▶ Records shown
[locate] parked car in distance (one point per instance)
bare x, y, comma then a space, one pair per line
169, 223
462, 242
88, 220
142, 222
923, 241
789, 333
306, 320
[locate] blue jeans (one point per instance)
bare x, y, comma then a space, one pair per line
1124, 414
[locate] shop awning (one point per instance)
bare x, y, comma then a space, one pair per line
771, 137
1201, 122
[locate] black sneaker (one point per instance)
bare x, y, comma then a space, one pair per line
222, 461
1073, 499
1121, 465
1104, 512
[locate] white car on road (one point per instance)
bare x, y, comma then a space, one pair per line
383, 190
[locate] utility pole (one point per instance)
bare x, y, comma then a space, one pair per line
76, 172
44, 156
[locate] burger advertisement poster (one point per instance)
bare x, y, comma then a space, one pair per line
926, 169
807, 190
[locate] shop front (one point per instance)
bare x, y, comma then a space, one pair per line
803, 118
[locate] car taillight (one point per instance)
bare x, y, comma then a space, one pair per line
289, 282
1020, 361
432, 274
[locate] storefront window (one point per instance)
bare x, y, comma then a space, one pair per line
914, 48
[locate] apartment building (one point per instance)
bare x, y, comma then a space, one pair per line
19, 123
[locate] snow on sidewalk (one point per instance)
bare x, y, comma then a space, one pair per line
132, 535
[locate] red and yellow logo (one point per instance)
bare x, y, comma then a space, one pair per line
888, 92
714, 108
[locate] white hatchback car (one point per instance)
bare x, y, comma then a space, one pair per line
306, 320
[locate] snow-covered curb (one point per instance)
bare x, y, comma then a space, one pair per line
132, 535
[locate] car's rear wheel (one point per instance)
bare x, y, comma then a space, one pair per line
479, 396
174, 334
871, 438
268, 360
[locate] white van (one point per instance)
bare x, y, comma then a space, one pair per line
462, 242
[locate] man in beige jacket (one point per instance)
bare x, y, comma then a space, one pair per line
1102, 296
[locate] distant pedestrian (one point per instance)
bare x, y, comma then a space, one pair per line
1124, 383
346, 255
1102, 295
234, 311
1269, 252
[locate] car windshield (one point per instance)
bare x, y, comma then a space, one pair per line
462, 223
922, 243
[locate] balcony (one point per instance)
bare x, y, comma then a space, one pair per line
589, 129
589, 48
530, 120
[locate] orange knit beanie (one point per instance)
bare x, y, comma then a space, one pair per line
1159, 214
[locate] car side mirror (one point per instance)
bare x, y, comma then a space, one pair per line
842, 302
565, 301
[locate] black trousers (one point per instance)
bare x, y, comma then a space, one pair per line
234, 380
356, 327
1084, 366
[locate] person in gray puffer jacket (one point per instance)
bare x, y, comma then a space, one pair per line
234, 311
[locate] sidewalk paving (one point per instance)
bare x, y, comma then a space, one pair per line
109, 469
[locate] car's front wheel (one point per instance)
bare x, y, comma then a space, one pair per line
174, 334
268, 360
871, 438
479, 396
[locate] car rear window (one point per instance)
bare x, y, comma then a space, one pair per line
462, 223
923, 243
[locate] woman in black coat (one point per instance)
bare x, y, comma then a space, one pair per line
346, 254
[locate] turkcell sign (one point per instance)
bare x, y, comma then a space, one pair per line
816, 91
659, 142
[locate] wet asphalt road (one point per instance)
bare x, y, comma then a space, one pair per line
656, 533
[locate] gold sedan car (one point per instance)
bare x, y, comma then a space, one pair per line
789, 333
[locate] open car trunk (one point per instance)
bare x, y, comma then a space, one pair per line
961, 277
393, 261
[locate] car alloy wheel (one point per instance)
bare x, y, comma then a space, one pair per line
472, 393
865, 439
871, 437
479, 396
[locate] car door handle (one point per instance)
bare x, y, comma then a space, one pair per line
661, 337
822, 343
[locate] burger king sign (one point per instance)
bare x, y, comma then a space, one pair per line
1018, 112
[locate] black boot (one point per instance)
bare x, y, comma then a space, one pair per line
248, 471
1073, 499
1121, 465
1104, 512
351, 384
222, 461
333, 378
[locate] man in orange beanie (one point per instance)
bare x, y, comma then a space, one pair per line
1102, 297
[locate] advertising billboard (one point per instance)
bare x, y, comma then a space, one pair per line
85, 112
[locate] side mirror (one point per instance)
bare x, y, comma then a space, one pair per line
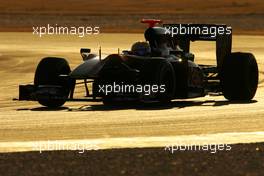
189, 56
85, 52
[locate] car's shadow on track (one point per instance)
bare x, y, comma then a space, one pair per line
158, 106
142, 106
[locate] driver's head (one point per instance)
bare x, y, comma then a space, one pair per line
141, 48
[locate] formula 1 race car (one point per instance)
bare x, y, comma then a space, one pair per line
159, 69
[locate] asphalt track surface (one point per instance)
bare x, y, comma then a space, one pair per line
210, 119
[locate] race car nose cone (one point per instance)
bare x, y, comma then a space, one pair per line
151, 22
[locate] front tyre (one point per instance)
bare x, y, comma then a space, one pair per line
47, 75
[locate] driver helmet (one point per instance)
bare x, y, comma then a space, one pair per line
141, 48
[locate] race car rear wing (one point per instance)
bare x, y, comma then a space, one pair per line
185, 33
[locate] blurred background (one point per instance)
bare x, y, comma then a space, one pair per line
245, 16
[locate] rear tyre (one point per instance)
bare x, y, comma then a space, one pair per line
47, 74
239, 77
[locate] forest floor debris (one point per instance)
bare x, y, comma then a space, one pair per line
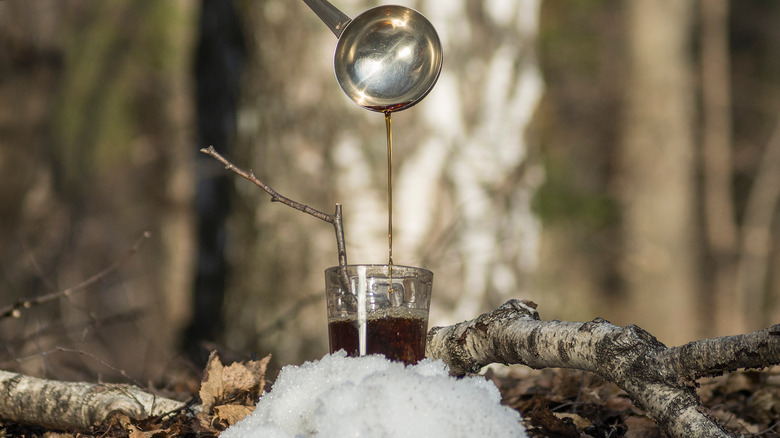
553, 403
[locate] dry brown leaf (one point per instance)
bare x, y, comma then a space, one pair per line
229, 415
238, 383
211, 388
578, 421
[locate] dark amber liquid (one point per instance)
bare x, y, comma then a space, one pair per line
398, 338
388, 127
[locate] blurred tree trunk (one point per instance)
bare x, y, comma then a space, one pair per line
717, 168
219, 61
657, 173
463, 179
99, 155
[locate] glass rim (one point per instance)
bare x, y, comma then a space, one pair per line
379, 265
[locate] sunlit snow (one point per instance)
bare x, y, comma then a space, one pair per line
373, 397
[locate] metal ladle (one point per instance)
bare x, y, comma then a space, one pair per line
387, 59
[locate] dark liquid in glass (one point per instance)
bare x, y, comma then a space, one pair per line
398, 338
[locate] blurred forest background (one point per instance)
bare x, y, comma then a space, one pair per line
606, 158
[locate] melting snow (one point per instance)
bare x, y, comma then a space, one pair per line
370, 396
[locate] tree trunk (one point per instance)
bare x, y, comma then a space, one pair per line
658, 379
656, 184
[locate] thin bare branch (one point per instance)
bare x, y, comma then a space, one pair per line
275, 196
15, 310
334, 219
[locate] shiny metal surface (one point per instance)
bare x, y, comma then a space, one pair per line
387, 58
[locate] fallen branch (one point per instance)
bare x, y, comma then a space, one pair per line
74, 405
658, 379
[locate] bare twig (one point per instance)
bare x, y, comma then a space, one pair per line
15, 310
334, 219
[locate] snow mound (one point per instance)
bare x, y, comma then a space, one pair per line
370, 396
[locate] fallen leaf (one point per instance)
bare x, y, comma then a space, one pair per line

▶ Aim of the task
Leave out the pictures and give the listing above again exactly.

▶ Written solution
[locate] parked car in distance (one point per instance)
bare x, y, comma then a space, one pair per line
169, 223
462, 242
88, 220
142, 222
923, 241
789, 333
306, 320
[locate] blue jeans (one point per instance)
bare x, y, comma then a space, one pair per line
1124, 414
[locate] shop awning (one point per instance)
bare x, y, comma then a space, one pair per line
771, 137
1201, 122
[locate] black sneaker (one point per instance)
bare x, y, comma then a space, one pair per line
222, 461
1073, 499
1121, 465
1104, 512
[locate] white car on road (one point per instance)
bare x, y, comma then a space, one pair per line
383, 190
[locate] utility pole (one point per instance)
bare x, y, comma then a space, one pair per line
76, 172
44, 156
[locate] burger advertisement poster (one point per instance)
bare x, y, comma then a space, one pair per line
926, 169
807, 190
[locate] shop front (one point per instance)
bare x, y, comma then a space, one pair per line
803, 118
[locate] car taillight (one point per instance)
bare x, y, comma then a space, one pair per line
289, 282
1020, 361
432, 274
[locate] storefront window (one point per instance)
bare x, y, comma then a space, one pair per line
914, 48
[locate] apartment building (one point per instance)
bare x, y, comma then a space, one pair per line
19, 123
[locate] snow on sidewalk (one point per instance)
bare x, y, comma then a space, one pair per line
132, 535
[locate] red and yellow logo (one point per instance)
bare x, y, comma then a space, one pair per line
888, 92
714, 108
[locate] white hatchback car (one point per instance)
bare x, y, comma then a space, one pair per line
306, 320
[locate] snow-covered curb (one point per instance)
bare x, y, comma then a space, one pair per line
132, 535
[locate] car's rear wheel (one point per instance)
bare x, y, comma then a space, one pair per line
479, 396
174, 334
871, 438
268, 360
[locate] white van (one point per instance)
bare x, y, comma then a space, one pair per line
462, 242
[locate] man in beige jacket (one point per instance)
bare x, y, comma then a space, one pair per line
1102, 296
[locate] distant pedestrian (one point per instance)
bare x, y, comma then a space, one pair per line
1124, 383
346, 255
1102, 295
234, 311
1269, 252
[locate] car windshield (one point per instance)
bare x, y, comma then a space, one pair per line
462, 223
922, 243
[locate] balcony (one point per instance)
bare x, y, comma then a space, one pair per line
589, 129
589, 48
530, 120
[locate] orange knit beanie (one point per instance)
bare x, y, comma then a space, one pair per line
1159, 214
[locate] car side mirror (one point per instance)
bare x, y, comma then a space, one pair per line
842, 302
565, 301
[locate] black trousers (one point per instance)
bare x, y, comma then a space, one pair per line
234, 380
356, 327
1084, 366
[locate] person in gray puffer jacket (one point per instance)
bare x, y, comma then a space, one pair per line
234, 311
[locate] sidewalk paving (one point per instance)
bare x, y, comma then a space, one pair per line
109, 469
[locate] car's front wheel (one point per instance)
bare x, y, comma then a space, one pair per line
174, 334
268, 360
871, 438
479, 396
[locate] car rear window (one point per instance)
bare x, y, comma then a space, one pair per line
462, 223
923, 243
[locate] woman in black coat (one point per instance)
bare x, y, comma then a space, one pair per line
346, 254
[locate] turkcell sign (one point per instance)
bare x, y, comma then a space, one pair per line
816, 91
659, 142
[locate] wet asphalt road (one point per instance)
bare x, y, comma then a space, one pair per line
656, 533
[locate] gold sedan car (one point per instance)
bare x, y, comma then a space, one pair per line
789, 333
[locate] open car trunk (one point per instance)
bare x, y, comma then a space, one pair per line
961, 277
393, 261
[locate] car alloy wheel (one point per instance)
bare x, y, comma then a space, one pair per line
472, 393
865, 439
871, 437
479, 396
[locate] car door handle (one point per instance)
bare x, y, comma then a space, one pair per line
661, 337
822, 343
[locate] burger king sign (one point per instance)
bare x, y, comma then a space, one pair per line
1018, 112
[locate] black boot (one point per instance)
bare x, y, comma then a space, one pair per line
248, 471
1073, 499
1121, 465
1104, 512
351, 384
222, 461
333, 378
[locate] man in orange beanie (one point per instance)
bare x, y, comma then a space, one pair per line
1102, 297
[locate] advertising billboard (one point per instance)
bare x, y, comma then a space, one pair per line
85, 112
[locate] side mirror (one point per instance)
bare x, y, comma then a space, one pair per line
189, 56
85, 52
[locate] car's shadow on track (one point per instance)
bare x, y, comma then a space, one pair per line
158, 106
142, 106
[locate] driver's head (one point per instance)
bare x, y, comma then a space, one pair per line
141, 48
[locate] formula 1 race car (one point per instance)
bare x, y, comma then a space, one pair per line
159, 69
[locate] asphalt track surface (one point per instance)
bare x, y, comma then a space, one pair per line
210, 119
[locate] race car nose cone (one point per instance)
bare x, y, comma then a space, one pair per line
151, 22
[locate] front tyre (one point per instance)
bare x, y, comma then a space, one pair per line
47, 75
[locate] driver helmet (one point per instance)
bare x, y, comma then a space, one pair per line
141, 48
[locate] race car rear wing (one point per instance)
bare x, y, comma then a space, one pair per line
185, 33
[locate] blurred background (one point per instance)
bare x, y, comma then a space, one pair per line
245, 16
[locate] rear tyre (one point per instance)
bare x, y, comma then a space, one pair per line
47, 74
239, 77
[locate] forest floor debris (one point per instance)
bare x, y, comma then a space, one pair per line
553, 403
[locate] dry brown leaf (one point per instance)
bare x, y, comma then a space, one pair per line
229, 415
238, 383
211, 388
578, 421
[locate] dark amber liquid (one point per instance)
bare x, y, comma then a space, one pair per line
398, 338
388, 127
[locate] blurred tree trunk (one point per instance)
bare x, y, comma then a space, one pair per line
717, 168
219, 61
657, 173
463, 179
99, 155
[locate] glass rim (one point per instance)
bare x, y, comma then a space, one pair per line
379, 265
[locate] sunlit snow (one point per instance)
bare x, y, comma then a space, one pair per line
373, 397
[locate] metal ladle (one point per instance)
bare x, y, comma then a space, one pair per line
387, 59
[locate] dark liquid in glass (one point per instance)
bare x, y, comma then a space, one pair per line
398, 338
[locate] blurred forest background (one point per instance)
bare x, y, comma then a space, one pair per line
606, 158
[locate] melting snow (one point per instance)
bare x, y, comma then a space, one pair per line
370, 396
[locate] tree trunk (one point per instance)
bare x, y, comma then a space, one pair per line
658, 379
656, 184
[locate] thin bare branch (one point per instance)
bare x, y, comma then a space, one pair per line
275, 196
15, 310
334, 219
[locate] shiny metal surface (one point per instance)
bare x, y, comma then a space, one pair per line
387, 58
[locate] fallen branch (one point per instance)
bare x, y, comma then a space, one pair per line
74, 405
658, 379
[locate] bare twig (one point per instance)
bare x, y, comma then a space, one pair per line
15, 310
334, 219
[locate] snow mound (one point per instance)
bare x, y, comma then a space, one pair per line
370, 396
[locate] fallen leaf (one point per instance)
bare x, y, comma then a space, one pair per line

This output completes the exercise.